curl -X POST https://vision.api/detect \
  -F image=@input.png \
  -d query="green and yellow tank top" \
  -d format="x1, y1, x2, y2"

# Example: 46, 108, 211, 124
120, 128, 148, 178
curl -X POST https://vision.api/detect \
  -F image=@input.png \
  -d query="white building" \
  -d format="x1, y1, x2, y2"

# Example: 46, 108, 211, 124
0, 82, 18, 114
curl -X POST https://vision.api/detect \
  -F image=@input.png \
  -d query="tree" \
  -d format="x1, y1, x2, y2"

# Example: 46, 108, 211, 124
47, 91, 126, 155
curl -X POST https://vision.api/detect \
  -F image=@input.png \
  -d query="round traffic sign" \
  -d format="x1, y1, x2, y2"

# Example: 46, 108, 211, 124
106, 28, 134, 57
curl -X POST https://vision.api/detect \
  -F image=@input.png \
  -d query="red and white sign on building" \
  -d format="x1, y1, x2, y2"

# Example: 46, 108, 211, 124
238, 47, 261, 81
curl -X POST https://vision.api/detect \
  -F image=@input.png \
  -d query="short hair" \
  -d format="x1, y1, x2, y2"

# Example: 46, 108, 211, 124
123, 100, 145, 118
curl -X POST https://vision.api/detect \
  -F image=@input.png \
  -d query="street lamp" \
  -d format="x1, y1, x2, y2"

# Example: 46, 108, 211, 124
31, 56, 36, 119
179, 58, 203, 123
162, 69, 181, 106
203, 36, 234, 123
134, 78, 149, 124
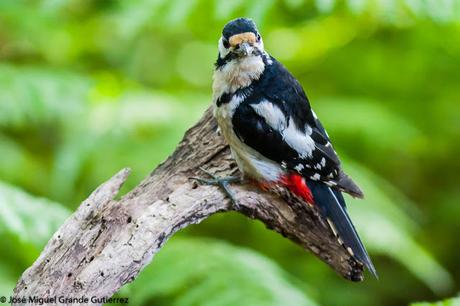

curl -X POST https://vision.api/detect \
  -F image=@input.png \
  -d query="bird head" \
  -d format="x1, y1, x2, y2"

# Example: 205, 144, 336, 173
219, 18, 264, 59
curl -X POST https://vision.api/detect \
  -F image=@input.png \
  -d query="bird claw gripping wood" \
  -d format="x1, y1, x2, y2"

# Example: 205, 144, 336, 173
191, 167, 241, 210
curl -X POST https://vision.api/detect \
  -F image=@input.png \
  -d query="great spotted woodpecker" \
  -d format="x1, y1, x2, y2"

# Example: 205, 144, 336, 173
207, 18, 377, 276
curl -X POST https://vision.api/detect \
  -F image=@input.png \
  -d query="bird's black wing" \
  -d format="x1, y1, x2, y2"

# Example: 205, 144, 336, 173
232, 56, 376, 275
232, 58, 362, 197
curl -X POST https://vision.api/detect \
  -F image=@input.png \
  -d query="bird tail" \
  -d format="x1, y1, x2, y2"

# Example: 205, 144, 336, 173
307, 180, 378, 278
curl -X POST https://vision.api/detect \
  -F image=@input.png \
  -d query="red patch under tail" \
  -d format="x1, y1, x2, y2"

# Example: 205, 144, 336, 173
280, 174, 315, 204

◆ Work to be completed
Please copy out the records word for word, starting at their first line and ending with the line that contains "120, 128, 148, 178", including both of those lines.

◆ Reply
curl -X POST https://vision.api/detect \
  -F image=@input.png \
  -d query="green and yellow tank top" \
  -d format="x1, y1, x2, y2"

# Example: 46, 108, 211, 124
120, 128, 148, 178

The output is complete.